→ **SELECTED PASSAGE**
★ ★ ★

We shall make an impartial investigation of the Resurrection in the same way. We will examine all the available evidence in the way a court of law would do.
Are The Gospels History Or Legend?
We must start by asking ourselves if the documents, which relate the story of the Resurrection, are reliable. Were they written by eye-witnesses? Are they really contemporary history, written by the four Evangelists? Or have we been fooled, are they simply pious legends?
In a world where there is much doubt and uncertainty, where contradictory accounts are published even about present-day events, the answer is simple. There is not a shadow of doubt that the four Gospels were circulating in the infant Church during the lifetime of Christians who had known the Apostles.
But can we be sure that they were not tampered with? Can we be sure the miracle stories were not added later?
Let us examine briefly a bit, a little bit of the evidence. A book could be filled with all the available evidence. As, for instance, the Gospel of Saint John. The beloved Disciple lived to an extreme old age and shortly before his death, he wrote the last of the Gospels. About this time, he taught a young man who later became Bishop of Smyrna. This man, Polycarp, later to obtain a martyr’s crown, taught in turn a young man eventually to become Bishop of Lyons. Irenaeus of Lyons in his Epistle to Florinus tells us that Polycarp frequently spoke to him about what Saint John and other disciples had told him about Our Lord and ‘all he said was in strict agreement with the Scriptures.’ He quotes frequently from the four Gospels.
Writers who wrote still earlier quoting the Gospels include Papias and Justin Martyr. The latter wrote a summary of Saint John’s Gospel full of quotations from that Gospel.
But the most treasured manuscript is the priceless fragment of part of Saint John’s Gospel. This, the earliest of them all, is amongst the papyri in the John Rylands Library at Manchester.

★ ★ ★

→ **REQUIRED ACTIONS**
- 1) In the Resurrection passage, where is the earliest fragment of Saint John's Gospel kept?
- 2) Summarize the Resurrection passage in two sentences.
- 3) Please extract the part of the Resurrection passage starting at "We shall make" and ending at "known the Apostles.".

★ ★ ★

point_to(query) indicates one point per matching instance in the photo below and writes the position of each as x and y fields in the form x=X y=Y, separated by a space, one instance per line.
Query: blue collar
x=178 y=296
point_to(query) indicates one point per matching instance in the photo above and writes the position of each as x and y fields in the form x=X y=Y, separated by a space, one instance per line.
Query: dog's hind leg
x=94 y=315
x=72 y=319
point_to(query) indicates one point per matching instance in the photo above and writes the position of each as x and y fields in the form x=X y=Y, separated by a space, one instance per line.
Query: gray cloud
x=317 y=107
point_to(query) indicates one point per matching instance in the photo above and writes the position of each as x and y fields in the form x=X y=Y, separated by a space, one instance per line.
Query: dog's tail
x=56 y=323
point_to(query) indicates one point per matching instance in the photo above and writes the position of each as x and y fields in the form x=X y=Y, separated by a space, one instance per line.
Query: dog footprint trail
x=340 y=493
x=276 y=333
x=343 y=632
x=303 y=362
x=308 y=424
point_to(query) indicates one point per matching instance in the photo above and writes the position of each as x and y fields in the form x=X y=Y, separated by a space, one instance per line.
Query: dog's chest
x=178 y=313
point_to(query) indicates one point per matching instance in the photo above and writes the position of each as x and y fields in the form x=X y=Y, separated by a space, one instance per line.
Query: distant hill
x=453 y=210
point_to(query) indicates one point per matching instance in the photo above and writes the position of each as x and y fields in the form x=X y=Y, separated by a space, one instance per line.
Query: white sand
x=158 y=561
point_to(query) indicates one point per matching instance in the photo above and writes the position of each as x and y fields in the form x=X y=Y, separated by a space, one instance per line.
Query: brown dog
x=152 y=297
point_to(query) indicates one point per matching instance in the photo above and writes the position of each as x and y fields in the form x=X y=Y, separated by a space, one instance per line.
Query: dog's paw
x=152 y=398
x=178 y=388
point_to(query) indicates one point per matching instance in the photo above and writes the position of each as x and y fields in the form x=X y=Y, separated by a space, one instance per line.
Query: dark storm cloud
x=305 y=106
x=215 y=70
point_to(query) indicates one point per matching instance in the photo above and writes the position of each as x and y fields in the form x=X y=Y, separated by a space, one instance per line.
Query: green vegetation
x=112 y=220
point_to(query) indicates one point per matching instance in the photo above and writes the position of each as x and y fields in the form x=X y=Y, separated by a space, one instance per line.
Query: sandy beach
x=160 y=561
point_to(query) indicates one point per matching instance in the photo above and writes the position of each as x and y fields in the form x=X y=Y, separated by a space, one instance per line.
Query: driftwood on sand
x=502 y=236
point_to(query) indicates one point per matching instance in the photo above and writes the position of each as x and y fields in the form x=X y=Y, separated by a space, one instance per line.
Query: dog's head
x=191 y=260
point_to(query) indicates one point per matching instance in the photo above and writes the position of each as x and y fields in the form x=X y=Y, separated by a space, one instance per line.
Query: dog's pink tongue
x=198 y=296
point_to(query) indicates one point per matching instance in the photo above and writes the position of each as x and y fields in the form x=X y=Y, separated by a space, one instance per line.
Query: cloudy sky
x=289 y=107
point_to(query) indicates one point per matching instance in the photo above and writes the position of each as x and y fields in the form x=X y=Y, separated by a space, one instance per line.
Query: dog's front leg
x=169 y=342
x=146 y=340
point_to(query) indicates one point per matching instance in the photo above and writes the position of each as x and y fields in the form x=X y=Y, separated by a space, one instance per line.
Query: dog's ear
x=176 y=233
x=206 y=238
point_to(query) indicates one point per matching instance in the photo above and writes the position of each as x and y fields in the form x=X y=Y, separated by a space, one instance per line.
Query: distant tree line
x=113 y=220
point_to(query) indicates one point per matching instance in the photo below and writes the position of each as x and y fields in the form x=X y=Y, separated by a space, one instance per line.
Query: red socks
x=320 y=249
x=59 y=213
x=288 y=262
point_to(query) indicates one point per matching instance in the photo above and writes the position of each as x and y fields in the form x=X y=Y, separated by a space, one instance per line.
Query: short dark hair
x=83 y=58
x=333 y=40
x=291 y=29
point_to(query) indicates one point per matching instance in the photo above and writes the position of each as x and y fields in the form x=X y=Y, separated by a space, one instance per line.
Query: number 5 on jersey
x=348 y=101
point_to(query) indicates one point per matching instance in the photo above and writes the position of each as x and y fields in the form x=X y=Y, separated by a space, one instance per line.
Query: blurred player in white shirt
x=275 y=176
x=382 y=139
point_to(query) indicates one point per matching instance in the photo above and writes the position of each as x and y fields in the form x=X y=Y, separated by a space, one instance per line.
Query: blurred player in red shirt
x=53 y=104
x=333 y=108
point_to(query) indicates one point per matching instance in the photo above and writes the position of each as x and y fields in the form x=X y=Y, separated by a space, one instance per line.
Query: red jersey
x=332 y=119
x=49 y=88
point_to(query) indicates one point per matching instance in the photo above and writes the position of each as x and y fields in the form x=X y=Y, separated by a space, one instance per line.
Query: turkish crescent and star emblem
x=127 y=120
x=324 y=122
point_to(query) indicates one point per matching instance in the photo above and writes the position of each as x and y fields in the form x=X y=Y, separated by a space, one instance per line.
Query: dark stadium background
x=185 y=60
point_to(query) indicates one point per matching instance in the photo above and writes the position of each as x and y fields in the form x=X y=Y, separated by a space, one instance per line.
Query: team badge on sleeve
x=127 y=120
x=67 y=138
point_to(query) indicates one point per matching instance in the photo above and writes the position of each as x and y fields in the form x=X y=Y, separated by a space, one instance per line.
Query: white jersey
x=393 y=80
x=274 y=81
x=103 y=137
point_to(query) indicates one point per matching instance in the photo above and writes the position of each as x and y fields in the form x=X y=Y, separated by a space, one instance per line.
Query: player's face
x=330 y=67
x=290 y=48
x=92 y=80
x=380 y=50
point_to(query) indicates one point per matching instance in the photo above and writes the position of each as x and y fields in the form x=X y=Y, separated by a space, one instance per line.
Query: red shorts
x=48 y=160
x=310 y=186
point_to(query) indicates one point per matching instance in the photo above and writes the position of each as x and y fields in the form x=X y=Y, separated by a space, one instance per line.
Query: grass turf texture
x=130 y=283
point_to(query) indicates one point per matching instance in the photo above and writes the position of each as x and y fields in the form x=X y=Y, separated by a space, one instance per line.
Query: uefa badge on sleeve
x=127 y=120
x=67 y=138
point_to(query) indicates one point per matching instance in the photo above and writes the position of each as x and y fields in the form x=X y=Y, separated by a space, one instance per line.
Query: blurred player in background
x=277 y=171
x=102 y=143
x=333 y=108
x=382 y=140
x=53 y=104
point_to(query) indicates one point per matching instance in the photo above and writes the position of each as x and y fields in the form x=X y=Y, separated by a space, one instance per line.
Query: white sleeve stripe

★ ★ ★

→ **EXPECTED RESPONSES**
- 1) It is among the papyri in the John Rylands Library at Manchester.

- 2) The passage proposes examining the evidence for the Resurrection as a court of law would, starting with whether the four Gospels are reliable history rather than pious legends. It argues that the Gospels circulated during the lifetime of Christians who had known the Apostles, and it points to a chain of teachers from Saint John through Polycarp to Irenaeus, to earlier writers such as Papias and Justin Martyr, and to a fragment of Saint John's Gospel in the John Rylands Library.

- 3)
We shall make an impartial investigation of the Resurrection in the same way. We will examine all the available evidence in the way a court of law would do.
Are The Gospels History Or Legend?
We must start by asking ourselves if the documents, which relate the story of the Resurrection, are reliable. Were they written by eye-witnesses? Are they really contemporary history, written by the four Evangelists? Or have we been fooled, are they simply pious legends?
In a world where there is much doubt and uncertainty, where contradictory accounts are published even about present-day events, the answer is simple. There is not a shadow of doubt that the four Gospels were circulating in the infant Church during the lifetime of Christians who had known the Apostles.